» Do this
Locate the line containing "on the beige" in the material below; repeat it and every line after it, exactly as written.

[Start Data provided]

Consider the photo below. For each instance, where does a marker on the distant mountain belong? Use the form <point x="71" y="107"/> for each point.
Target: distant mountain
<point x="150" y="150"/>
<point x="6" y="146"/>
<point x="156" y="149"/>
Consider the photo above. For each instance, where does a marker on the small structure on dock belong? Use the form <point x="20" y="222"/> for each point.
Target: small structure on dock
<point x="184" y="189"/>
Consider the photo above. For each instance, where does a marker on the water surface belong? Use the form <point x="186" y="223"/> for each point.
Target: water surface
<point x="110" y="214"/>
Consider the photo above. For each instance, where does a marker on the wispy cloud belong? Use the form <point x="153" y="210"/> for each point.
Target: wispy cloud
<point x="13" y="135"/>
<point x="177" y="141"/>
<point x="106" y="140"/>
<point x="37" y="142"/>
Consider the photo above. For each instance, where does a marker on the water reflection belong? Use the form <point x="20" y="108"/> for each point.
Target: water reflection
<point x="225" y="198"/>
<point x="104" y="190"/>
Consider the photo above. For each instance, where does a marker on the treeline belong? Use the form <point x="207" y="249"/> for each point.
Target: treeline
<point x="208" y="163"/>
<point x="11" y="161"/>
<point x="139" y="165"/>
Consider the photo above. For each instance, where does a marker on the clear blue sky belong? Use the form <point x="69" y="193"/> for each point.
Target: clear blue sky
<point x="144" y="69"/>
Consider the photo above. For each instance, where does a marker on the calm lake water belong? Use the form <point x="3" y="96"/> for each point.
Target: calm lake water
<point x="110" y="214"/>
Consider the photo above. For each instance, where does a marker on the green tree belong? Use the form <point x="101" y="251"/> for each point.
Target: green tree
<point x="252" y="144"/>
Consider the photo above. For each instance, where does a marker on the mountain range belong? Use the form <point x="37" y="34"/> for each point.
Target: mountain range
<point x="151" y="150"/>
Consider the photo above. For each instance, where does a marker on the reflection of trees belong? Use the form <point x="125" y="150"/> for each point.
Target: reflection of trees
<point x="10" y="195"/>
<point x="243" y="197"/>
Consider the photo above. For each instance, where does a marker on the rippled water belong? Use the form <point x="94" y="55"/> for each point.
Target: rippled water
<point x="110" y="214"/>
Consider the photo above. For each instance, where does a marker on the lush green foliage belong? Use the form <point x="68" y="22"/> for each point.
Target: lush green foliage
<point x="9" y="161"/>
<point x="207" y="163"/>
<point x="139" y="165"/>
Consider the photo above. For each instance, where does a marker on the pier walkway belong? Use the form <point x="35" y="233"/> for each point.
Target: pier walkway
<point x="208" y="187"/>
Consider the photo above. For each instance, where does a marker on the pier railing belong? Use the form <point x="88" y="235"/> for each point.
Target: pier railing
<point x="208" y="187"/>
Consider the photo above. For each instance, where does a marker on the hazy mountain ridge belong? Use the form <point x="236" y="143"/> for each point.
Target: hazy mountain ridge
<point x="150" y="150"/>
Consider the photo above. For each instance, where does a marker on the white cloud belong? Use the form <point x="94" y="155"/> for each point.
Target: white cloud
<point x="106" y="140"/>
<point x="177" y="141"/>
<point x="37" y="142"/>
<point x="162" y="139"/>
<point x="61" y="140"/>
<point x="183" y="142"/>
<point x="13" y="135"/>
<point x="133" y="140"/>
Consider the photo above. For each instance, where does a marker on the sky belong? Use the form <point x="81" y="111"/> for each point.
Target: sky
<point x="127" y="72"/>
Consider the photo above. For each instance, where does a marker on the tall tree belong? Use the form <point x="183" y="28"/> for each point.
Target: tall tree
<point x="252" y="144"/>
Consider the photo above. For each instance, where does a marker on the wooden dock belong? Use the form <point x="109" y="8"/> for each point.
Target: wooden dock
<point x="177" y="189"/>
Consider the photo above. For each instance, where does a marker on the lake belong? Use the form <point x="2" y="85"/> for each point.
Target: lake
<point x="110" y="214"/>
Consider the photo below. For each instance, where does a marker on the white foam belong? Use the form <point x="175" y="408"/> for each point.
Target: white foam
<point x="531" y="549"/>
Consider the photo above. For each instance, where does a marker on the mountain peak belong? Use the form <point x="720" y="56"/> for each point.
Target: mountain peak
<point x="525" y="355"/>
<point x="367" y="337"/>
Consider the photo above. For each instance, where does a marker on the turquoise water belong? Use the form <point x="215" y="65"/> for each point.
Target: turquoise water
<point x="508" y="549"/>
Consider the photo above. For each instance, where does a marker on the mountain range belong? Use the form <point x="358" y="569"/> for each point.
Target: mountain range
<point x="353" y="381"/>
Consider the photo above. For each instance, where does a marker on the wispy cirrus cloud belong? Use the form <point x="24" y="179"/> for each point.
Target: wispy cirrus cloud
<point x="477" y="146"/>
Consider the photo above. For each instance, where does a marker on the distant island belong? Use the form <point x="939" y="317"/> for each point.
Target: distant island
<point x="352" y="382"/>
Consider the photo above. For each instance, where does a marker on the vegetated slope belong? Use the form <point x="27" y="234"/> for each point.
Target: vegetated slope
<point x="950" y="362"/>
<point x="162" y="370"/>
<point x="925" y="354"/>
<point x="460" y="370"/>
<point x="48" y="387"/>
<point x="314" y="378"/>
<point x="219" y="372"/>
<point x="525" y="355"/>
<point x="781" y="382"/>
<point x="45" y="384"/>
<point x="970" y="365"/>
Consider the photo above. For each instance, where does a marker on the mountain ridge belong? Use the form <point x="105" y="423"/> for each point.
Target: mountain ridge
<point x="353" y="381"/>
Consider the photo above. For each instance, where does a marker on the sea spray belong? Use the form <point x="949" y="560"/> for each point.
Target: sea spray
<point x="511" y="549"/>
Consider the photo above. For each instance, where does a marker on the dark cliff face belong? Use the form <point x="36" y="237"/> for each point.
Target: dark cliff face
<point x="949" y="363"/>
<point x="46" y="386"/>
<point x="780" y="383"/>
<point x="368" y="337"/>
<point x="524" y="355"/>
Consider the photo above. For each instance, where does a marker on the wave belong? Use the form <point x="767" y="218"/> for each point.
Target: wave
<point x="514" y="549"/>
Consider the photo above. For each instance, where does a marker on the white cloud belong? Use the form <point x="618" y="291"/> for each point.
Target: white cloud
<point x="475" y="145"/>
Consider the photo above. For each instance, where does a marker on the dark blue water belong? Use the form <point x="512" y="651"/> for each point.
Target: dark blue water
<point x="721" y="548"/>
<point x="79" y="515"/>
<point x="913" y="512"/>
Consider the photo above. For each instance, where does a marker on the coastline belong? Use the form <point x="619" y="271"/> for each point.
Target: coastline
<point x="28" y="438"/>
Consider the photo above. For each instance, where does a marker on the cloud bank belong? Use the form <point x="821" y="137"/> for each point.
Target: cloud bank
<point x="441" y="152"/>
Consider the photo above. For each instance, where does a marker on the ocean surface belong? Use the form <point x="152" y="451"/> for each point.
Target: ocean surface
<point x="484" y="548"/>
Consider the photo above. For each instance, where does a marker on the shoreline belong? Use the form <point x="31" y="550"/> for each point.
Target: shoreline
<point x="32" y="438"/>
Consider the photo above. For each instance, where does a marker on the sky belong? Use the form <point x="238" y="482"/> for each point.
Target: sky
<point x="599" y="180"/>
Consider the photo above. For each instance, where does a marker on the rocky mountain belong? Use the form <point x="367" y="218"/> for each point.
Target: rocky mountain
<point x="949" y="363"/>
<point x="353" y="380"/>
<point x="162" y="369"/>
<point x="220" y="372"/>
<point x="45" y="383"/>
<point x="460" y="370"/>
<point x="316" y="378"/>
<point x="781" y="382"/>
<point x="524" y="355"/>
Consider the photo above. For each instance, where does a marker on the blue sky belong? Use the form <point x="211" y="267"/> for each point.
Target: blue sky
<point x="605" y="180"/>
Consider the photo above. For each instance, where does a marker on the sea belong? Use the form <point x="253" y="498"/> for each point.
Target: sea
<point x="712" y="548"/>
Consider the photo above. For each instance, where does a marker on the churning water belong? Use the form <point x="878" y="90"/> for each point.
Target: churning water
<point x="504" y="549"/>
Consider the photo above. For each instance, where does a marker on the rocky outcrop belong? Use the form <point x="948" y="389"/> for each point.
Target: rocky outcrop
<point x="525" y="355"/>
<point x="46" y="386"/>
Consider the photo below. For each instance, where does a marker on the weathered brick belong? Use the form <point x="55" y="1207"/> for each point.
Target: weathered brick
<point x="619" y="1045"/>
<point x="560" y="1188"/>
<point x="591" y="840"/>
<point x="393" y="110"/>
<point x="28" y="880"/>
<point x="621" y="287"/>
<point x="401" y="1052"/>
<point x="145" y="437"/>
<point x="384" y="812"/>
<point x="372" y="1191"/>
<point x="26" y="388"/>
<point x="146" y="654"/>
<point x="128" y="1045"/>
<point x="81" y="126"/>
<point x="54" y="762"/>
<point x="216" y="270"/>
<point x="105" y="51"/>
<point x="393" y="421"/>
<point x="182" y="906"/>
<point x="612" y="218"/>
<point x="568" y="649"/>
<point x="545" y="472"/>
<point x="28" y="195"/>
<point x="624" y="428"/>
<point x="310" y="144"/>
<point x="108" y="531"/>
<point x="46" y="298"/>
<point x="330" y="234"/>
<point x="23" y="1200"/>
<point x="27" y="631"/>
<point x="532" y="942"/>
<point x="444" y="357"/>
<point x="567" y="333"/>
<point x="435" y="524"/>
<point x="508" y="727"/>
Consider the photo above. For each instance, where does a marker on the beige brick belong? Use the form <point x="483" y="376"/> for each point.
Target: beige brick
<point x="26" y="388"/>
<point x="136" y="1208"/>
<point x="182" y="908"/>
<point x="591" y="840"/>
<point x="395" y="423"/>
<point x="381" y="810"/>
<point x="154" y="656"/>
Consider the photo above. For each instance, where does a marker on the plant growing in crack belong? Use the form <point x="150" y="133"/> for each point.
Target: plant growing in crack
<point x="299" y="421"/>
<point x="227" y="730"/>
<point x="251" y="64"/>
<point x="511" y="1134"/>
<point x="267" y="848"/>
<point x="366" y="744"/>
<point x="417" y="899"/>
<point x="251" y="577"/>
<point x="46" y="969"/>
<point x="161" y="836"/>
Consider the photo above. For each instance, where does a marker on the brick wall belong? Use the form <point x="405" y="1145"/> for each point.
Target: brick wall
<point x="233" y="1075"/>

[End Data provided]

» Written solution
Consider the photo above. For each instance, where does a marker on the beige brick belong? Use the form <point x="483" y="376"/> for each point.
Target: beige brick
<point x="26" y="388"/>
<point x="136" y="1208"/>
<point x="182" y="908"/>
<point x="591" y="840"/>
<point x="395" y="423"/>
<point x="381" y="810"/>
<point x="154" y="656"/>
Consider the photo above. For each instance, where does a marker on the plant growing in crack belong? Use the form <point x="150" y="133"/> for each point.
Target: plant growing in crack
<point x="299" y="421"/>
<point x="227" y="730"/>
<point x="251" y="64"/>
<point x="511" y="1134"/>
<point x="267" y="848"/>
<point x="366" y="744"/>
<point x="417" y="899"/>
<point x="251" y="577"/>
<point x="46" y="969"/>
<point x="161" y="836"/>
Consider the photo above. For each instance, where does a marker on the brick wall belong? Use the form <point x="405" y="1145"/> for each point.
Target: brick wall
<point x="233" y="1075"/>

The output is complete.